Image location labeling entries
■ ■ ■

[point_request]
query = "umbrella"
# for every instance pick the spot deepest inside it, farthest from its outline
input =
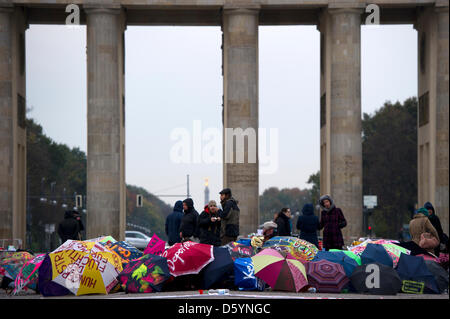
(279, 270)
(145, 274)
(349, 254)
(439, 273)
(156, 246)
(85, 267)
(125, 251)
(299, 248)
(219, 269)
(327, 276)
(188, 258)
(239, 251)
(387, 283)
(244, 275)
(28, 274)
(338, 257)
(412, 268)
(376, 253)
(12, 262)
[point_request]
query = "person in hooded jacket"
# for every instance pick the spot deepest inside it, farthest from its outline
(188, 227)
(209, 225)
(173, 223)
(69, 228)
(332, 220)
(282, 221)
(308, 224)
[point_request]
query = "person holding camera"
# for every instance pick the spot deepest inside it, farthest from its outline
(209, 225)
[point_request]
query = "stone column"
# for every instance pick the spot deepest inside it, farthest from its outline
(12, 123)
(105, 93)
(240, 76)
(341, 114)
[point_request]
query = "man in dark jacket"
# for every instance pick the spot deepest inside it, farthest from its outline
(283, 224)
(173, 222)
(229, 226)
(435, 221)
(332, 221)
(308, 224)
(69, 228)
(188, 227)
(209, 225)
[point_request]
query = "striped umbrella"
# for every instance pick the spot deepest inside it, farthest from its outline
(280, 270)
(327, 276)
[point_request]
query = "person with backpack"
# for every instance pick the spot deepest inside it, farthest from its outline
(229, 228)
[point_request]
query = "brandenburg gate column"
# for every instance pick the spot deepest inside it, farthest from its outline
(12, 123)
(341, 143)
(106, 121)
(240, 110)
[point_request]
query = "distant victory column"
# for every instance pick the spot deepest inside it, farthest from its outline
(206, 192)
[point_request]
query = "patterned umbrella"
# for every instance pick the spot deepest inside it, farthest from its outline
(125, 251)
(84, 267)
(188, 258)
(280, 270)
(28, 274)
(327, 276)
(298, 248)
(146, 274)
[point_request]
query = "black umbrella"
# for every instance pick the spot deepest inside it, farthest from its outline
(376, 279)
(439, 273)
(219, 269)
(413, 269)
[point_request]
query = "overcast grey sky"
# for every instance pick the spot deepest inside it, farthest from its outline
(173, 77)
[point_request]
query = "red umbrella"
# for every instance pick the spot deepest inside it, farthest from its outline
(188, 258)
(327, 276)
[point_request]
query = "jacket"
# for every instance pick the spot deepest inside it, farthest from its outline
(173, 223)
(209, 232)
(229, 225)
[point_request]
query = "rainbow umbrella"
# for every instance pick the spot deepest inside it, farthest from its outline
(28, 274)
(279, 270)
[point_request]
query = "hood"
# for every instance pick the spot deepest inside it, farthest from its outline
(308, 210)
(190, 204)
(428, 205)
(178, 206)
(322, 198)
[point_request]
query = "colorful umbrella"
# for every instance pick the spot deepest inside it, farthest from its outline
(279, 270)
(146, 274)
(299, 248)
(125, 251)
(85, 267)
(327, 276)
(12, 262)
(156, 246)
(188, 258)
(376, 253)
(240, 251)
(28, 274)
(244, 275)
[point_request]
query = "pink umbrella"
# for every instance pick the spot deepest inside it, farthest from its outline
(188, 258)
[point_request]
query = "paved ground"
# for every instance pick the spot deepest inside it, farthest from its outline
(232, 295)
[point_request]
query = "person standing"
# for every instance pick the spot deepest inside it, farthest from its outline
(308, 224)
(173, 223)
(332, 221)
(209, 225)
(69, 228)
(229, 226)
(282, 221)
(188, 227)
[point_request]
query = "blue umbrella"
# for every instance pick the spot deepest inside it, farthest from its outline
(244, 275)
(338, 257)
(376, 254)
(413, 268)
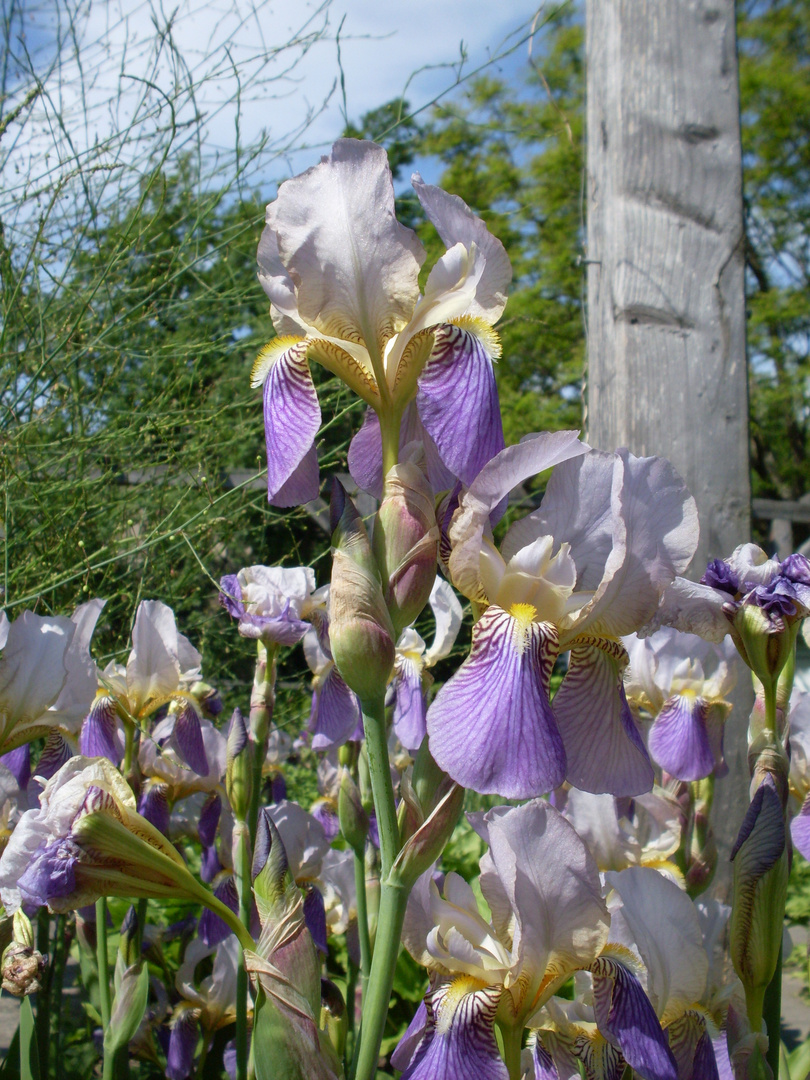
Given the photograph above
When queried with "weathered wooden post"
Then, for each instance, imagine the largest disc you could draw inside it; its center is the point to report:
(666, 369)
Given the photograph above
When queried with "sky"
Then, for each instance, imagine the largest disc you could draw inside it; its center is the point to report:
(283, 70)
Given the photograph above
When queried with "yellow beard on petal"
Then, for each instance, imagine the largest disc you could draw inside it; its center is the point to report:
(524, 616)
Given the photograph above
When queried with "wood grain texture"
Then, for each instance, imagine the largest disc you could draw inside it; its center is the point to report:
(666, 369)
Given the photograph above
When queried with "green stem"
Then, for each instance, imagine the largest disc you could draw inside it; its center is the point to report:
(511, 1038)
(57, 982)
(772, 1016)
(262, 701)
(242, 867)
(43, 998)
(393, 902)
(374, 724)
(365, 942)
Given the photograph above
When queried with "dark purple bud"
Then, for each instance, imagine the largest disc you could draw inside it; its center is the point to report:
(153, 806)
(796, 568)
(210, 819)
(18, 764)
(187, 740)
(314, 915)
(183, 1044)
(55, 753)
(211, 929)
(97, 737)
(720, 576)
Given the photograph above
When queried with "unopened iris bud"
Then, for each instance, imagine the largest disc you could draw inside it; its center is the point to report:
(352, 817)
(406, 542)
(361, 632)
(239, 773)
(760, 871)
(23, 967)
(768, 638)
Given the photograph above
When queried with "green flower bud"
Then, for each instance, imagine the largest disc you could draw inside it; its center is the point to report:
(361, 632)
(406, 542)
(352, 817)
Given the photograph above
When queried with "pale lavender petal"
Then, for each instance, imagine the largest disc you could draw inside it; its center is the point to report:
(490, 726)
(181, 1045)
(543, 1063)
(18, 764)
(55, 753)
(407, 1045)
(626, 1018)
(458, 403)
(409, 706)
(335, 712)
(97, 737)
(314, 915)
(800, 829)
(678, 739)
(210, 819)
(460, 1038)
(292, 419)
(603, 746)
(188, 742)
(153, 806)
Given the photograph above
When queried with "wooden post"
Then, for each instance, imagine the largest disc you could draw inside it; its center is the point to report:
(666, 369)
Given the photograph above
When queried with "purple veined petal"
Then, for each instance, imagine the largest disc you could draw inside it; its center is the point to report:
(800, 829)
(490, 726)
(626, 1018)
(187, 740)
(55, 753)
(153, 806)
(292, 419)
(210, 819)
(211, 929)
(335, 712)
(460, 1038)
(18, 764)
(457, 401)
(409, 1042)
(365, 453)
(603, 746)
(691, 1044)
(409, 705)
(314, 915)
(97, 737)
(183, 1044)
(679, 739)
(50, 874)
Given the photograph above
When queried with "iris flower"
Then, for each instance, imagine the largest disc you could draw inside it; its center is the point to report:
(341, 274)
(586, 567)
(683, 683)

■ ■ ■

### WORK REQUIRED
Give back the whole listing as it stands, minus its pictures.

### THE RESPONSE
[point_request]
query = "umbrella"
# for every instance pick the spot deepest inside it, farthest from its outline
input =
(279, 270)
(145, 274)
(349, 254)
(439, 273)
(156, 246)
(85, 267)
(125, 251)
(299, 248)
(219, 269)
(327, 276)
(188, 258)
(239, 251)
(387, 283)
(244, 275)
(28, 274)
(338, 257)
(412, 268)
(376, 253)
(12, 262)
[point_request]
query = "person in hooded jacket"
# for every instance pick the spot deepest inside it, farthest from its outline
(188, 227)
(209, 225)
(173, 223)
(69, 228)
(332, 220)
(282, 221)
(308, 224)
[point_request]
query = "person holding camera"
# for every instance pick the spot deepest inside it, farthest from its outline
(209, 225)
[point_request]
query = "stone column"
# for every instance pick the spot deepest inside it, farthest from its outline
(12, 123)
(105, 93)
(240, 76)
(341, 114)
[point_request]
query = "man in dark jacket"
# for every instance pick the spot deepest inside it, farthest from its outline
(283, 224)
(173, 222)
(229, 226)
(435, 221)
(332, 221)
(308, 224)
(69, 228)
(188, 227)
(209, 225)
[point_request]
query = "striped umbrella"
# for every instance pick the spot deepest inside it, farthest from its outline
(280, 270)
(327, 276)
[point_request]
query = "person with backpack"
# for every instance pick the spot deepest inside it, farthest from its outline
(229, 228)
[point_request]
query = "brandenburg gate column"
# for every instance pick the spot deepest inside it, farthest from its outline
(12, 123)
(341, 143)
(106, 121)
(240, 110)
[point_request]
query = "distant victory column"
# for every instance pick the spot deepest inside it, farthest from its outline
(206, 192)
[point_request]
query = "patterned umbrella"
# for every instance pick the spot deepest inside it, farthest from its outline
(125, 251)
(84, 267)
(188, 258)
(280, 270)
(28, 274)
(327, 276)
(298, 248)
(146, 274)
[point_request]
query = "black umbrella"
# for every instance pick the spot deepest inside it, farthest from its outline
(376, 279)
(439, 273)
(219, 269)
(413, 269)
[point_request]
query = "overcast grey sky"
# for every instance pick the spot deepest inside it, farthest from its outline
(173, 77)
[point_request]
query = "red umbrella"
# for every instance pick the spot deepest inside it, farthest from its outline
(188, 258)
(327, 276)
[point_request]
query = "jacket"
# for every instance pick the spot deepest inside it, farthest from its outline
(173, 223)
(209, 232)
(229, 225)
[point_request]
query = "rainbow umbrella"
# for every instance pick the spot deepest inside it, farthest from its outline
(28, 274)
(279, 270)
[point_request]
query = "hood"
# for every instance pick the spot deepest inside it, farthest from its outline
(308, 210)
(190, 204)
(428, 205)
(178, 206)
(322, 198)
[point_request]
query = "colorful umbrella"
# for every instance pick the spot deepest inside it, farthest from its outline
(279, 270)
(146, 274)
(299, 248)
(125, 251)
(85, 267)
(327, 276)
(12, 262)
(156, 246)
(188, 258)
(376, 253)
(240, 251)
(28, 274)
(244, 275)
[point_request]
query = "pink umbrella"
# for every instance pick the spot deepest inside it, farthest from its outline
(188, 258)
[point_request]
query = "paved ground"
# for every instance pick the spot deepest inside it, farthest from its outline
(232, 295)
[point_request]
query = "person standing"
# for every instance pick the spot deepest inside it, farthest from its outline
(308, 224)
(173, 223)
(332, 221)
(209, 225)
(69, 228)
(229, 226)
(282, 221)
(188, 227)
[point_request]
query = "blue umbrella"
# for every instance pick the spot deepest inside it, farthest from its outline
(244, 275)
(338, 257)
(376, 254)
(413, 268)
Given the photograph above
When queried with "weathered wooden post"
Then, for each instance, imagine the largest disc you could draw inside it; its center is the point to report:
(666, 369)
Given the photograph above
When queried with "sky"
Then, for each instance, imagine the largest disc you could draw inside it; its center is the point to report:
(283, 70)
Given the photograph above
When queried with "yellow beard on petal"
Then, for each instance, imagine the largest disc you could draw inside it; its center is the point to report:
(524, 616)
Given the photograph above
When queried with "wood grain texture"
Then, for each instance, imagine the largest disc you could draw inside it; its center is the point to report:
(666, 369)
Given the photograph above
When queried with "green stem"
Then, for each instance, imagine the largest disc you could draw inside it; its center is the point to report:
(511, 1038)
(57, 982)
(772, 1016)
(262, 701)
(242, 867)
(43, 998)
(393, 902)
(374, 724)
(365, 942)
Given the photograph above
When queried with "dark purple bud"
Then, for each instance, imagine the largest disc you could draw inside it; its center is the point to report:
(153, 806)
(796, 568)
(210, 819)
(18, 764)
(187, 740)
(314, 915)
(183, 1044)
(55, 753)
(211, 929)
(97, 737)
(720, 576)
Given the photograph above
When queried with "unopened iris bud"
Then, for each instance, imagine the largest disc you could draw inside it; its center is the point to report:
(352, 817)
(406, 542)
(361, 632)
(239, 773)
(760, 871)
(23, 967)
(768, 638)
Given the photograph above
When queried with "green flower bud"
Then, for each instance, imagine the largest disc you could draw inside it; its center is the point to report:
(361, 632)
(406, 542)
(352, 817)
Given the photograph above
When queried with "pale lavender petal"
Then, for each instance, imagine the largest disc you could draw inside it; its center is the point to report:
(490, 726)
(181, 1045)
(543, 1063)
(18, 764)
(55, 753)
(407, 1045)
(626, 1018)
(458, 403)
(409, 706)
(335, 712)
(97, 737)
(314, 915)
(800, 829)
(678, 739)
(210, 819)
(460, 1038)
(292, 419)
(603, 746)
(188, 742)
(153, 806)
Given the photograph above
When queried with "wooden post"
Then, for each instance, imagine the largest disc you could draw inside it; its center is the point to report:
(666, 369)
Given the photograph above
When queried with "purple veined petal"
Then, for each instance, imagine the largest disc you could draw inside it; its center is the point to report:
(800, 829)
(490, 726)
(626, 1018)
(187, 740)
(55, 753)
(153, 806)
(292, 419)
(210, 819)
(211, 929)
(335, 712)
(460, 1038)
(18, 764)
(457, 401)
(409, 1042)
(365, 453)
(603, 746)
(691, 1044)
(409, 705)
(314, 915)
(97, 737)
(183, 1044)
(679, 739)
(50, 874)
Given the photograph above
When queried with "iris flower"
Then, for each instance, imagine the largest disc you could draw inside it; its center is the point to report:
(341, 274)
(586, 567)
(683, 683)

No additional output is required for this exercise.